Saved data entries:
--------------------------------

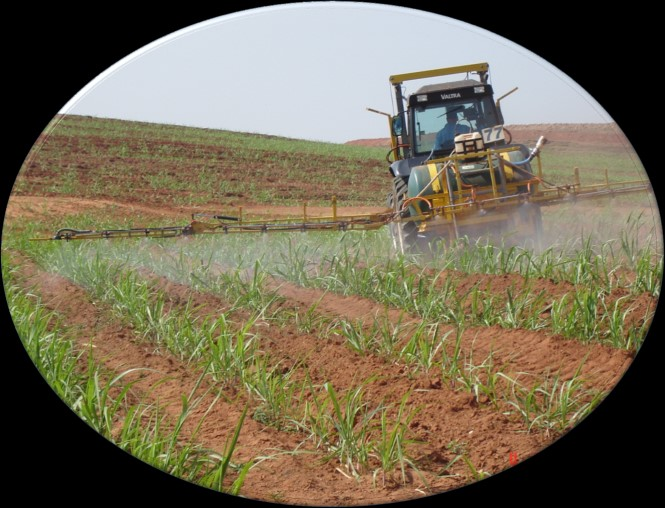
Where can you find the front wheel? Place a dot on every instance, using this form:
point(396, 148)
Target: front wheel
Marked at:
point(404, 234)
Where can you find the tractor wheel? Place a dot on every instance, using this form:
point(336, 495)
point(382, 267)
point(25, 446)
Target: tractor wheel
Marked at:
point(404, 234)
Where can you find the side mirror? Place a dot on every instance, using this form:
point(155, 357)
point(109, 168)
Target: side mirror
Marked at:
point(397, 126)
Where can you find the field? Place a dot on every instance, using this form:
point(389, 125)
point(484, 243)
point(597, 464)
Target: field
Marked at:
point(319, 368)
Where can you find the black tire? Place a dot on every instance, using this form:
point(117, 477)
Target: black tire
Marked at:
point(409, 230)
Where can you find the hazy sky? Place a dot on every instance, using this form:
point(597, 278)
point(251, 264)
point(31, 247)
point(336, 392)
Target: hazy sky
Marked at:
point(309, 70)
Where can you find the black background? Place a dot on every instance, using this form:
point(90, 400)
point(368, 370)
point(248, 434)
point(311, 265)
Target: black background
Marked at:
point(51, 455)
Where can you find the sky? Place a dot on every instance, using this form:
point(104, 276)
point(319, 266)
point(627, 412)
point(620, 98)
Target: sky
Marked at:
point(310, 70)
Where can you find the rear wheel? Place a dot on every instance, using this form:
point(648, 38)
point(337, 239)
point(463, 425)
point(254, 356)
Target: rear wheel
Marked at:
point(404, 234)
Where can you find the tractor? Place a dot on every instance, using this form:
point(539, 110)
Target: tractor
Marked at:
point(455, 173)
point(454, 167)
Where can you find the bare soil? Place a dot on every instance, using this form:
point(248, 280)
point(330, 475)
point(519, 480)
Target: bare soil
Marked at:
point(447, 416)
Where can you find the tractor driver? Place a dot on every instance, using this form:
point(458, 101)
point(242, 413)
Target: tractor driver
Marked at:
point(446, 136)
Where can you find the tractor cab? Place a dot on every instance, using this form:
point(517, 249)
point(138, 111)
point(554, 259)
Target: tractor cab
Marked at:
point(439, 113)
point(430, 121)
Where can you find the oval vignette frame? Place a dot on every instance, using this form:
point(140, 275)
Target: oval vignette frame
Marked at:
point(110, 468)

--------------------------------

* [Problem to solve] Express every line of the records above as a Markdown table with the columns "Row" and "Line," numbering each row and omitting blank lines. Leave the pictures out of the table.

* [Task solution]
| Row | Line |
|---|---|
| 1 | Where can you find the front wheel? Place a dot on every instance, using this form: |
| 2 | point(396, 148) |
| 3 | Target: front wheel |
| 4 | Marked at: |
| 5 | point(404, 234) |
| 6 | Where can you find the tractor wheel? Place a dot on every instance, using this form: |
| 7 | point(336, 495) |
| 8 | point(382, 267) |
| 9 | point(25, 446) |
| 10 | Target: tractor wheel |
| 11 | Marked at: |
| 12 | point(404, 234) |
| 13 | Where can you find the side mirror? Place a dot on every instance, using this form: |
| 14 | point(155, 357) |
| 15 | point(109, 168) |
| 16 | Target: side mirror |
| 17 | Marked at: |
| 18 | point(397, 126) |
| 19 | Where can you find the field? Place a dot on every instance, using this form: |
| 20 | point(389, 125) |
| 21 | point(484, 243) |
| 22 | point(597, 464) |
| 23 | Target: field |
| 24 | Marked at: |
| 25 | point(319, 368) |
| 26 | Where can you find the black tire? Place a dot on every instance, using this form: |
| 27 | point(117, 477) |
| 28 | Target: black tire |
| 29 | Marked at: |
| 30 | point(409, 230) |
| 31 | Where can you find the hazy sky? Place a dot on every instance, using this form: |
| 32 | point(597, 278) |
| 33 | point(251, 264) |
| 34 | point(31, 247) |
| 35 | point(336, 392) |
| 36 | Target: hazy sky |
| 37 | Marked at: |
| 38 | point(309, 70) |
| 39 | Where can you find the black background? Place a dot on every instance, using this form: |
| 40 | point(90, 400) |
| 41 | point(368, 370) |
| 42 | point(248, 434) |
| 43 | point(311, 265) |
| 44 | Target: black background |
| 45 | Marked at: |
| 46 | point(51, 455) |
| 47 | Where can you find the sky? Place a dot on every instance, using this form: |
| 48 | point(104, 276) |
| 49 | point(319, 266) |
| 50 | point(627, 412) |
| 51 | point(620, 98) |
| 52 | Target: sky |
| 53 | Marked at: |
| 54 | point(310, 70) |
| 55 | Where can you find the rear wheel? Place a dot on every instance, using this form: |
| 56 | point(648, 38) |
| 57 | point(337, 239) |
| 58 | point(463, 425) |
| 59 | point(254, 356) |
| 60 | Target: rear wheel |
| 61 | Marked at: |
| 62 | point(404, 234) |
| 63 | Where can you find the tractor? Place a dot on every instance, using this form: |
| 64 | point(539, 110) |
| 65 | Target: tractor |
| 66 | Marked at: |
| 67 | point(455, 173) |
| 68 | point(454, 167) |
| 69 | Where can you find the bare soil? Place a dot on every instance, using this form: |
| 70 | point(248, 280) |
| 71 | point(330, 475) |
| 72 | point(519, 480) |
| 73 | Target: bare soil |
| 74 | Marked at: |
| 75 | point(447, 416) |
| 76 | Where can you find the tractor driver? Place a dot on every instance, using this form: |
| 77 | point(458, 101) |
| 78 | point(242, 413) |
| 79 | Target: tractor driver |
| 80 | Marked at: |
| 81 | point(446, 136) |
| 82 | Where can you find the tractor cab? Place a dot on every instance, using this form: |
| 83 | point(517, 249) |
| 84 | point(138, 111) |
| 85 | point(554, 259) |
| 86 | Target: tractor cab |
| 87 | Marked at: |
| 88 | point(439, 113) |
| 89 | point(430, 121) |
| 90 | Where can you find the oval vignette frame? Place a dot on every instance, using this form: |
| 91 | point(140, 275) |
| 92 | Target: oval vignette frame |
| 93 | Marked at: |
| 94 | point(110, 468) |